Given text =>
━━━━━━

Isaiah’s story

After a scan during pregnancy, Isaiah’s mum, Karen, knew something was terribly wrong with his tiny heart.

"The rest of the pregnancy was awful. You start thinking… even if he does survive, what kind of life is my child going to have?"

When he was born, Karen’s worst fears were realised. “It was the worst case scenario. His heart was so bad that they couldn’t repair it.”

Little Isaiah had four open-heart surgeries, all before he reached kindergarten — the first when he was just six days old. He will need yet another open-heart surgery before he is five-years-old.

Just 30 years ago, not one child survived Isaiah’s heart condition. Today, thanks to research, 85% do. Isaiah’s parents are now hopeful that research can give their children the chance to live a long and healthy life, too.

Becoming a Wonder Worker allows the Children's Hospital Foundation to commit to life-saving research, which helps children like Isaiah.

Isaiah’s journey, as told by Dr Nelson Alphonso, Director of Queensland
Paediatric Cardiac Research

22.01.15 (5 days old)  – The Norwood procedure

My team successfully placed a small tube inside Isaiah’s heart to allow it to pump blood to his lungs. This is the Norwood procedure – an open heart surgery and a research breakthrough that has enabled babies like Isaiah to live.

━━━━━━

Data extract =>
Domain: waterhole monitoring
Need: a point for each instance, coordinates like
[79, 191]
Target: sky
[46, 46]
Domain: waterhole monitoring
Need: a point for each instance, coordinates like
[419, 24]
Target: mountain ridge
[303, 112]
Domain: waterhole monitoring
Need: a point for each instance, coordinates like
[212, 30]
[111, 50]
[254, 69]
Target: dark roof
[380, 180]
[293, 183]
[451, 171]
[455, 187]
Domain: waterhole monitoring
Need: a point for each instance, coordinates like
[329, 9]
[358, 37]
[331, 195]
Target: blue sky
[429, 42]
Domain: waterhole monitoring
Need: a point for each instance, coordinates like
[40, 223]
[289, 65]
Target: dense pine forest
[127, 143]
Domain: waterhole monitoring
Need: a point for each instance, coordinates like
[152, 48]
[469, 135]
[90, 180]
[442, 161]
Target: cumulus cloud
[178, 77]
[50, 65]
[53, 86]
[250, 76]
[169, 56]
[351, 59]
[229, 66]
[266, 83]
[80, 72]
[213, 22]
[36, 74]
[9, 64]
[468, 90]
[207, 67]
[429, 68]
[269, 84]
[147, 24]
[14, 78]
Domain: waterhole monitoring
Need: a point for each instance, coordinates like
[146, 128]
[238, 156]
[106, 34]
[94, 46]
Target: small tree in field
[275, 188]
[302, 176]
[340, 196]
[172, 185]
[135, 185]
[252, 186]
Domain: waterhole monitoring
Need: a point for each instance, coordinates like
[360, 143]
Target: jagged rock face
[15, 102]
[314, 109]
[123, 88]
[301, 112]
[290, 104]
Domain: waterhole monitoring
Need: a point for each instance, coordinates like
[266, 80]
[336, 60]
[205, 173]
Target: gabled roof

━━━━━━

Work request A =>
Name each person who appears by name in Isaiah's story.
Work request B =>
Pull out the passage of Isaiah's story from "After a scan" to "healthy life, too.", copying it word for word.
Work request C =>
Carry Isaiah's story on from its last sentence.

Result A =>
Isaiah
Karen
Dr Nelson Alphonso

Result B =>
After a scan during pregnancy, Isaiah’s mum, Karen, knew something was terribly wrong with his tiny heart.

"The rest of the pregnancy was awful. You start thinking… even if he does survive, what kind of life is my child going to have?"

When he was born, Karen’s worst fears were realised. “It was the worst case scenario. His heart was so bad that they couldn’t repair it.”

Little Isaiah had four open-heart surgeries, all before he reached kindergarten — the first when he was just six days old. He will need yet another open-heart surgery before he is five-years-old.

Just 30 years ago, not one child survived Isaiah’s heart condition. Today, thanks to research, 85% do. Isaiah’s parents are now hopeful that research can give their children the chance to live a long and healthy life, too.

Result C =>
Survival rate without surgery: 0%

29.04.15 (3 months old) – The Glenn procedure

We used the Glenn procedure to replace the small tube with a bigger valve; it will be strong enough to handle Isaiah’s blood circulation as he grows. Isaiah and his mum have been living at the hospital in case something goes wrong: if his heart starts to leak, he will die.

01.05.15 – An unexpected hiccup

Isaiah was rushed back into theatre for an unplanned open-heart surgery to adjust his new heart valve. Fortunately, the procedure was a success. It’s a team effort to solve complex problems like this and we often come up with a solution that we want to test. That’s the research effort.